EXTRACTED TEXT:

--------------------------------------------------

Learn to love your body by focusing on everything it enables you to do: walk, run, climb, dance, teach, and/or anything else. The key is to focus on what your body can do versus what it can’t.

When you do something active, appreciate the fact that you can. A healthy, active body is beautiful, and for some, exercise can be a great way of celebrating this -- provided it’s approached from a place of self-love rather than self-hatred, of course.

2. Stop looking to others for approval or disapproval

That person over there probably wasn't judging you. They may even have been checking you out. And if they were judging you, they’re probably just insecure themselves.

Bottom line: stop judging yourself and get on with your life.

3. Recognize that numbers are deeply limiting

Don’t let yourself be defined by your size or weight. We’re so much more than a set of numbers, every last one of us. How you feel, for example, is more important than how you appear—and the latter is deeply subjective, of course.

Fact: health has never been determined by size, symmetry, or flawless skin. Focus on feeling good and the rest will follow.

4. Don’t body-shame yourself— or others

Group friendships can sometimes bring out the worst in us: if your friends are constantly  trashing their own looks, yours, or that of others—even subtly, chances are you’re participating in this behavior too. Might be time to reassess who you share time with. And stop buying into comparisons—they breed self-loathing, and are deeply reductive, since we’re all uniquely complex.

--------------------------------------------------

INFORMATION PROVIDED:
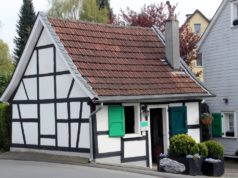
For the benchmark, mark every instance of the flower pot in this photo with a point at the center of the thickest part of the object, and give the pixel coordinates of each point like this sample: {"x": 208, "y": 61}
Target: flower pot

--------------------------------------------------

TASK STATEMENT: According to the body-image text, what three things has health never been determined by? Answer from the text alone, without the data.

EXERCISE ANSWER: Size, symmetry, or flawless skin.